> [SUPPLIED ENTRIES]:
** Begin **

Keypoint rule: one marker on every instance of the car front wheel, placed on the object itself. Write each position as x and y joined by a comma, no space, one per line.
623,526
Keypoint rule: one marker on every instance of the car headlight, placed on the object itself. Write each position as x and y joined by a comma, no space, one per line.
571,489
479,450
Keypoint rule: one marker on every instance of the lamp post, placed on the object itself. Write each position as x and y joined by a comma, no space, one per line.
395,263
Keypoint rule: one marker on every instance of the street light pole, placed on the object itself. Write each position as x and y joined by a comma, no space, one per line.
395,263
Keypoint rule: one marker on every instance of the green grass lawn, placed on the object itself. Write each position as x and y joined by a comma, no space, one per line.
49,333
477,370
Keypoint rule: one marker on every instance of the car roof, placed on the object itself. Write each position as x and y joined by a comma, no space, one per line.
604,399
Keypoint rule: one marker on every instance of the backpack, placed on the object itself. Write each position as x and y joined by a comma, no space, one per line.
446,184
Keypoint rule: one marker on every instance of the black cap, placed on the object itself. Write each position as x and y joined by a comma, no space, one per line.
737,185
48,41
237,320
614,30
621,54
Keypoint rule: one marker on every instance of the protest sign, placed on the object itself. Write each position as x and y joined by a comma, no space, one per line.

** End **

> [TASK TO CARRY OUT]: Copy out every one of the lines above word for word, in the same order.

> [CORRECT RESPONSE]:
Keypoint rule: one marker on every instance of the car front wheel, placed on the object itself. Write each position as x and y joined by a comma, no space, one per line.
623,526
Keypoint rule: one marker on every instance of the car headlight, placed on the object itself. Write each position as x and y joined by a comma, no space, one per line.
571,489
479,450
Keypoint rule: one marker on every instance of the lamp post, placed on the object itself. Write each position as x and y joined by a comma, no space, one per line.
395,263
Keypoint rule: one marker on every instance of the street light pole, placed on the object itself. Write each position as x and y joined by a comma, no space, one per line.
395,263
Keypoint rule: one marker on every instance of the green grass lawn, placed on the object itself. Write each position as x and y joined by a comma, no space, one per line.
49,333
477,370
Keypoint rule: one marker on every instance of the car roof, placed on the object itself. Write each position as x and y joined by a comma, no space, one per line.
604,399
Keypoint rule: one marker on every instance of the backpack, placed on the object itself. Write each position as x and y joined by a comma, no space, one per line.
446,184
Keypoint rule: one marker on every instance of the black cap, placed on the object itself. Write each position as x and y joined by a comma, no space, one per line.
737,185
48,41
237,320
614,30
621,54
Keypoint rule: one marker on every instance of the protest sign, placed on the object itself. Write each position as x and y joined by a comma, no space, one per line.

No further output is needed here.